How an interned American helped Washington’s wine industry

By on September 1, 2016
Akio Suyematsu

Akio Suyematsu rides his tractor on his Bainbridge Island farm in the 1960s. He was interned during World War II but returned to the island after the war and played a role in the Washington wine industry. (Photo courtesy of the Educulture Project)

BAINBRIDGE ISLAND, Wash. – One of the darker sides of U.S. history was the internment of American citizens of Japanese descent during World War II. One of those locked away ended up having a role in the development of the Washington wine industry.

We recently caught up with Mike Lempriere, owner and winemaker for tiny Perennial Vintners on this island that is a 30-minute ferry ride from downtown Seattle. Lempriere is a historian of sorts who often tells the story of Akio Suyematsu, a farmer who returned to his island farm after World War II.

It’s a story about fear, loss and redemption.

Here’s the interview:

Growing up on Bainbridge Island

Mike Lempriere of Perennial Vintners

Mike Lempriere, owner and winemaker for Perennial Vintners, stands amid vines on the old Suyematsu farm on Bainbridge Island. Lempriere keeps the story of Akio Suyematsu alive by telling it to tasting room visitors. (Photo by Andy Perdue/Great Northwest Wine)

Japanese began arriving on Bainbridge Island in the second half of the 19th century. Akio’s parents moved to the island in the early 20th century and soon began a family. Back then, Bainbridge was an isolated island that did not yet have the Agate Passage bridge that now links it to the rest of the Kitsap Peninsula.

Stated task -
Answer these from the article on Akio Suyematsu:
(a) How long is the ferry ride from Bainbridge Island to downtown Seattle?
(b) What winery does Mike Lempriere own?
(c) What bridge did the island not yet have when Akio's parents moved there?

Supplied information -

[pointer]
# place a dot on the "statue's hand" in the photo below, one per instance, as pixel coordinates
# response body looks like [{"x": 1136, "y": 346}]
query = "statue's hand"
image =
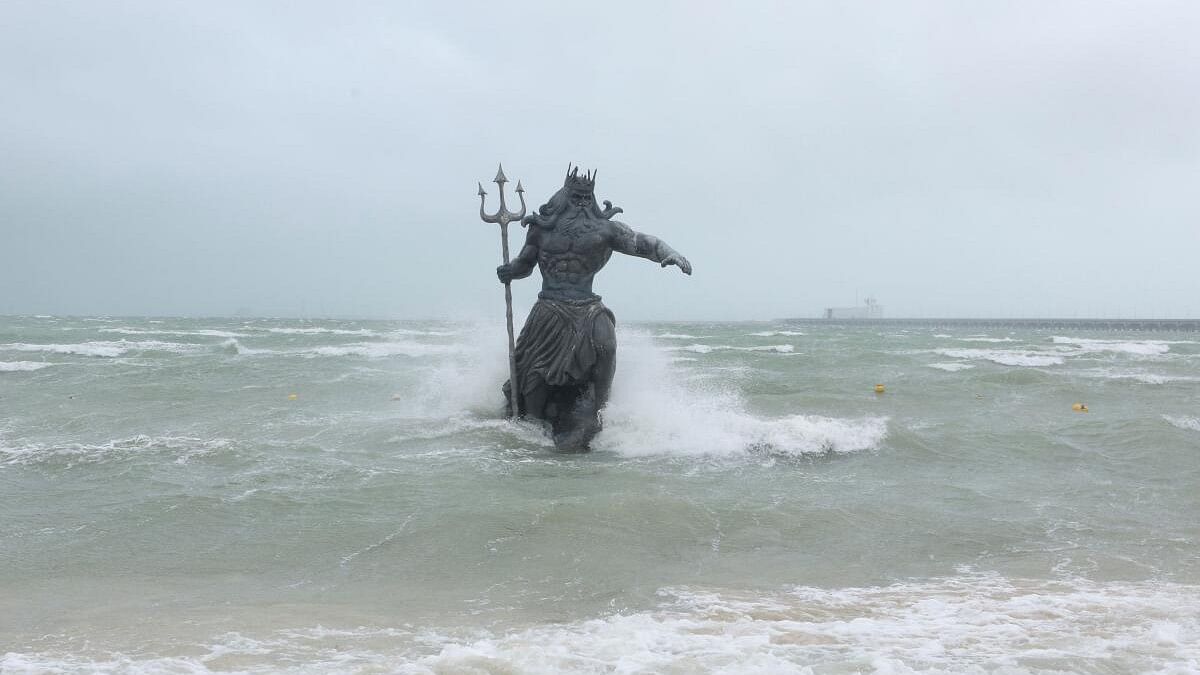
[{"x": 677, "y": 260}]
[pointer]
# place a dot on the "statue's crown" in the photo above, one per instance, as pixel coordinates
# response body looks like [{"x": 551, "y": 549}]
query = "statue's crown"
[{"x": 575, "y": 181}]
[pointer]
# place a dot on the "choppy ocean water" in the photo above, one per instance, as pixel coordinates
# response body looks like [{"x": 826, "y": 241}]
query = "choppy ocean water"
[{"x": 751, "y": 506}]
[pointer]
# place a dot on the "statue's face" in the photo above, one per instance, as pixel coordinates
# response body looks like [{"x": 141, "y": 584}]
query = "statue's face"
[{"x": 581, "y": 198}]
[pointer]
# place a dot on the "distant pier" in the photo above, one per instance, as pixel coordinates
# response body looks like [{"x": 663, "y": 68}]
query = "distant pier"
[{"x": 1120, "y": 324}]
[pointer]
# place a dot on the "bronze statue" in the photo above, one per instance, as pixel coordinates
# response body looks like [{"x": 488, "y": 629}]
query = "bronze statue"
[{"x": 567, "y": 354}]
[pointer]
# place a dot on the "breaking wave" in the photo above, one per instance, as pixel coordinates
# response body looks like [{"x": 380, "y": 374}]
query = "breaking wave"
[
  {"x": 659, "y": 413},
  {"x": 22, "y": 366},
  {"x": 1006, "y": 357},
  {"x": 181, "y": 447},
  {"x": 1137, "y": 347},
  {"x": 709, "y": 348},
  {"x": 102, "y": 348},
  {"x": 953, "y": 366},
  {"x": 1188, "y": 423},
  {"x": 966, "y": 623}
]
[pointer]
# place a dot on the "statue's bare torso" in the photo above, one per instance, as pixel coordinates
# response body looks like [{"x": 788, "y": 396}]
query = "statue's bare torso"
[{"x": 569, "y": 242}]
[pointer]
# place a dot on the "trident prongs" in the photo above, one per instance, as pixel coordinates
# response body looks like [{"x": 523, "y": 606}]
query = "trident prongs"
[{"x": 503, "y": 216}]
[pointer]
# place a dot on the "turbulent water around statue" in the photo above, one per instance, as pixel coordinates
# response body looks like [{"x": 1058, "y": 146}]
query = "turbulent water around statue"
[{"x": 269, "y": 495}]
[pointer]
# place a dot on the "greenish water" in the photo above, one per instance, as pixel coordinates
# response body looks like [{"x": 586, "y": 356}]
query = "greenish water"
[{"x": 751, "y": 505}]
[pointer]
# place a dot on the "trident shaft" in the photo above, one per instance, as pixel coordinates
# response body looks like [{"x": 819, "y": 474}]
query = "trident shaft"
[{"x": 504, "y": 216}]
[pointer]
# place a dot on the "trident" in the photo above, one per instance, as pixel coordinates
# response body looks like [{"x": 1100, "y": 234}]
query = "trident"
[{"x": 504, "y": 216}]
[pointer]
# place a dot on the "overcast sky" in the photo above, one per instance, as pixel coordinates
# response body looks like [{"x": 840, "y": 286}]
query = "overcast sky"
[{"x": 321, "y": 159}]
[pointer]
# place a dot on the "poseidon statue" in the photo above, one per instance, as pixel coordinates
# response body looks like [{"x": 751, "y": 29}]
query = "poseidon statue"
[{"x": 567, "y": 352}]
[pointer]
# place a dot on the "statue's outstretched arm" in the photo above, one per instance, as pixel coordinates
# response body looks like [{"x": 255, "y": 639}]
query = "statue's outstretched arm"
[
  {"x": 522, "y": 266},
  {"x": 647, "y": 246}
]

Answer below -
(a) 30 minutes
(b) Perennial Vintners
(c) The Agate Passage bridge